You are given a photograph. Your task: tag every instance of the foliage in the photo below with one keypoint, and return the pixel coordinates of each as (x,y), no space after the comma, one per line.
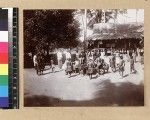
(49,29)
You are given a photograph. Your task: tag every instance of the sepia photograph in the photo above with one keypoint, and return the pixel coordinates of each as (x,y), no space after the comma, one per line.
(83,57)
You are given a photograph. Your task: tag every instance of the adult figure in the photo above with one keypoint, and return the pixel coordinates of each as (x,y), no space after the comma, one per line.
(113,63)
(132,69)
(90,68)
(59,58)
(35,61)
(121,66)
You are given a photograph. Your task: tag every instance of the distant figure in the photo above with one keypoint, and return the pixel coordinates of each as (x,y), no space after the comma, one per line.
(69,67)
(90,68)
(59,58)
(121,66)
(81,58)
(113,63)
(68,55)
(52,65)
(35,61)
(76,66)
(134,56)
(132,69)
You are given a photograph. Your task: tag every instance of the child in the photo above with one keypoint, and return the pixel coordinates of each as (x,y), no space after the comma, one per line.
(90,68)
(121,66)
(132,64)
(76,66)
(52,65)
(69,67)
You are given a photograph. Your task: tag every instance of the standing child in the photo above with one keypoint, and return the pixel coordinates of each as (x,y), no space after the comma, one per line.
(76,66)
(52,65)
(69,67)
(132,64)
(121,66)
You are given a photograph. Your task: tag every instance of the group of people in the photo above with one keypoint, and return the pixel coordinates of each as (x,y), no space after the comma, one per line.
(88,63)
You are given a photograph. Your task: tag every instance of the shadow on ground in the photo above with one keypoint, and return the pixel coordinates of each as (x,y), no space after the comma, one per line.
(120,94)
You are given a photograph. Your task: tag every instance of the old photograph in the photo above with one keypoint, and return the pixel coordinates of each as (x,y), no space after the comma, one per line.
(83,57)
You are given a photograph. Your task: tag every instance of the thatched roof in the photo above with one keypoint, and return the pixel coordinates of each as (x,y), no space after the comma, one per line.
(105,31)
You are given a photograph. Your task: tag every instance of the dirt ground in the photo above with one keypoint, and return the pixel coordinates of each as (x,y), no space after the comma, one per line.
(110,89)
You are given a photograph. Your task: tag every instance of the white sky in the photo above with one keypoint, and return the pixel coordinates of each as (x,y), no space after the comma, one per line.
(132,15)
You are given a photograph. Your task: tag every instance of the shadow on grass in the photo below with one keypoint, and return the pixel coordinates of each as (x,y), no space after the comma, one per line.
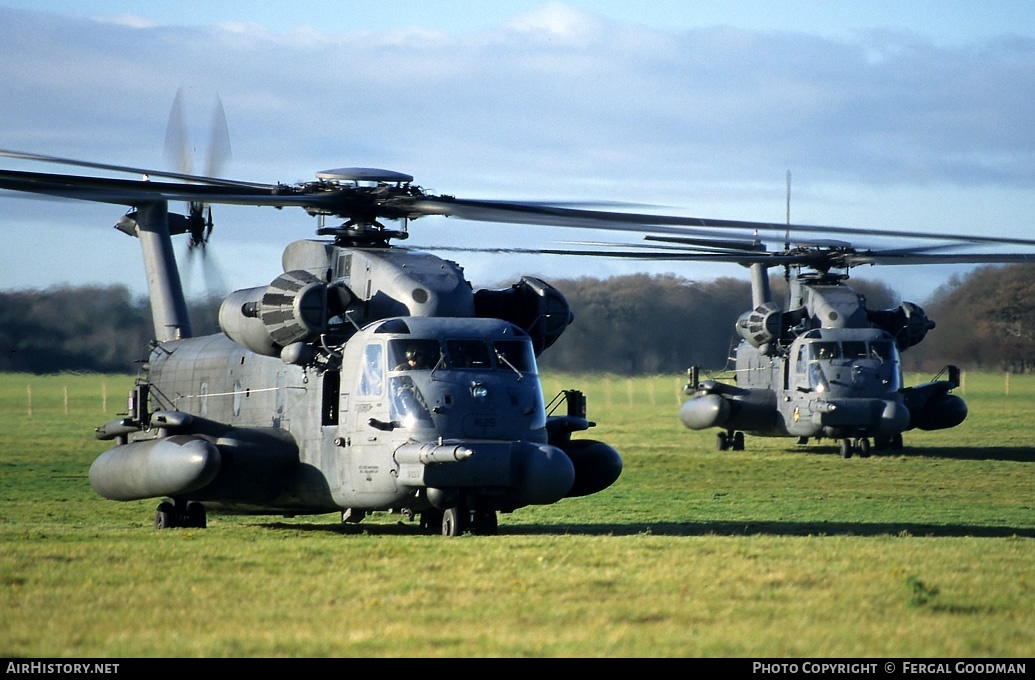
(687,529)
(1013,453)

AIM: Reproduce every one of the entries above word for word, omitting the pictures.

FINISHED ANSWER:
You are given a photograph. Your task: tag every instance of the foliage in the photo below with one keypoint, and return the pixel coordinates of each as (x,y), no space after the comma, one per line.
(49,29)
You are given a photograph. Your task: tag every instance of the sepia photograph in the photo above with one keypoint, and return the pixel coordinates of each as (x,y), no space after the comma, one per line.
(83,57)
You are given a photograph. Your task: tag every instance of the adult figure in the photo above with one keypoint, and return the pixel coordinates of each as (x,y), no space after the comma, one per line.
(113,63)
(132,69)
(90,68)
(59,58)
(35,61)
(121,66)
You are given a photograph. Your task: tag every instance of the distant figure in the photo above with one keypoint, and return the pixel coordinates of each as (x,y), no space after the comma, one per line.
(69,67)
(90,68)
(59,58)
(121,66)
(81,58)
(113,63)
(68,55)
(52,65)
(35,61)
(76,66)
(134,56)
(132,69)
You are given a photograph. Your task: tag every instance of the child in the photo above with one keypoint, and return the pixel coordinates of each as (x,y), no space after the comma, one per line.
(90,68)
(121,66)
(132,64)
(76,66)
(52,65)
(69,67)
You are given a photograph. Your task: tag every instance of the standing child in the photo above with one keypoint, and return the pixel coordinates of each as (x,y), no space after the comma, one per line.
(76,66)
(52,65)
(69,67)
(132,64)
(121,66)
You are given a photograph. Your task: tag every instance of the group of people in the photo above with one keypoint, and return the pixel coordinates of each as (x,y), no space after the comma, one per line.
(88,63)
You are given a photograph. Your task: tag every instance of the shadow on ground in the photo above with one keypoint, and return the pixel coordinates of each as (x,y), no space after the comma, one per line.
(120,94)
You are given a photograph. Your task: tag every instance of the old photograph in the photo above with one keypoint, and return the pixel coordinates of each as (x,y), no space after the comma, one per line.
(83,57)
You are given a photograph. Your task: tag every instance of the thatched roof in the photo above with one keypoint, and return the pixel coordinates of each as (x,y), no space after the comma, one per line.
(105,31)
You are given a photograph. Your task: tag every instance of the dirt ground in the photo above with one keypoint, and return the pixel coordinates of each as (x,y), no space after the comma, one per line.
(110,89)
You are given a photograph. Your task: tag every instance of the white sky in the photo above with one keypoint, and return the pixel coordinates of each as (x,y), no space after the comma, one per line.
(132,15)
You are given a photograph. Your task: tag every instance of the shadow on grass in the photo below with one keypoint, and return the pixel coordinates of each as (x,y), no space after the comma, one per line.
(687,529)
(1013,453)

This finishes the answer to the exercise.